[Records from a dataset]
===

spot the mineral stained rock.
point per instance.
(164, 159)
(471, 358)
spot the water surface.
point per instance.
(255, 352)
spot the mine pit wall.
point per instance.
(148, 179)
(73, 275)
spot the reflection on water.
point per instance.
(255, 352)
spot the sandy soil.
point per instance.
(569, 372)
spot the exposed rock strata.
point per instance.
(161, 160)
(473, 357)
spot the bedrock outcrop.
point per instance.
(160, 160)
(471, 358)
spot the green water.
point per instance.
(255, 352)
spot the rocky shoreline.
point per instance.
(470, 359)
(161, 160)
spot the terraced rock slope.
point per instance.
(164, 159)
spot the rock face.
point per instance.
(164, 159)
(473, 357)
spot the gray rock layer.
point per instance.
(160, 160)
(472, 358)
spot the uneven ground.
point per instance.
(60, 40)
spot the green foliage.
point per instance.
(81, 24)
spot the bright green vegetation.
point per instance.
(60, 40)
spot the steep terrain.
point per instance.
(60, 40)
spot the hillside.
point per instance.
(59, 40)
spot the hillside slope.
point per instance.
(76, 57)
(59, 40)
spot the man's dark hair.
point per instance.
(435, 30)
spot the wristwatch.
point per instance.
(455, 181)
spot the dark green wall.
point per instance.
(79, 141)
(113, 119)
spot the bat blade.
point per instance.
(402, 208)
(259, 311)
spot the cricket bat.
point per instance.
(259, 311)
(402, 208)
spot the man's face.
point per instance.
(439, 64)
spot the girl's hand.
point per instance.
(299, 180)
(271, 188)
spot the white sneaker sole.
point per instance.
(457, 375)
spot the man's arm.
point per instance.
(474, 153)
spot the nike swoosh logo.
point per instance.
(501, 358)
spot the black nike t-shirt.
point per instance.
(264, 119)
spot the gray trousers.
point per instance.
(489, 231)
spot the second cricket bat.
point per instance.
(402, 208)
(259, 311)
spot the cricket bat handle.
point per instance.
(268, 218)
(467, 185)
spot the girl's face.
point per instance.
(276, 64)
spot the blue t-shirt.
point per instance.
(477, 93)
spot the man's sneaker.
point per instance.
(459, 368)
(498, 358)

===

**Exercise requirements**:
Beginning with the line that contains "spot the uneven ground.", write out every line through the end of the entries above, exactly.

**Written reply**:
spot the uneven ground.
point per instance.
(60, 40)
spot the green foliage.
point per instance.
(81, 24)
spot the bright green vegetation.
point per instance.
(60, 40)
spot the steep terrain.
point per instance.
(60, 40)
spot the hillside.
point per instance.
(59, 40)
spot the hillside slope.
point per instance.
(76, 57)
(59, 40)
spot the man's dark hair.
point per instance.
(435, 30)
spot the wristwatch.
point per instance.
(455, 181)
spot the dark green wall.
point per instance.
(79, 141)
(113, 119)
spot the bat blade.
point per instance.
(402, 208)
(259, 311)
spot the cricket bat.
point per instance.
(259, 311)
(402, 208)
spot the man's face.
point per instance.
(439, 64)
spot the girl's hand.
point per instance.
(299, 180)
(271, 188)
spot the white sneaker sole.
point per instance.
(457, 375)
spot the man's arm.
point per instance.
(474, 153)
spot the nike swoosh logo.
point per instance.
(501, 358)
spot the black nike t-shirt.
point per instance.
(264, 119)
spot the gray trousers.
point per instance.
(489, 231)
spot the second cricket bat.
point per instance.
(402, 208)
(259, 311)
spot the cricket bat handle.
point per instance.
(268, 218)
(467, 185)
spot the girl's face.
point per instance.
(276, 64)
spot the blue t-shirt.
point per instance.
(477, 93)
spot the man's sneaker.
point per instance.
(459, 368)
(498, 358)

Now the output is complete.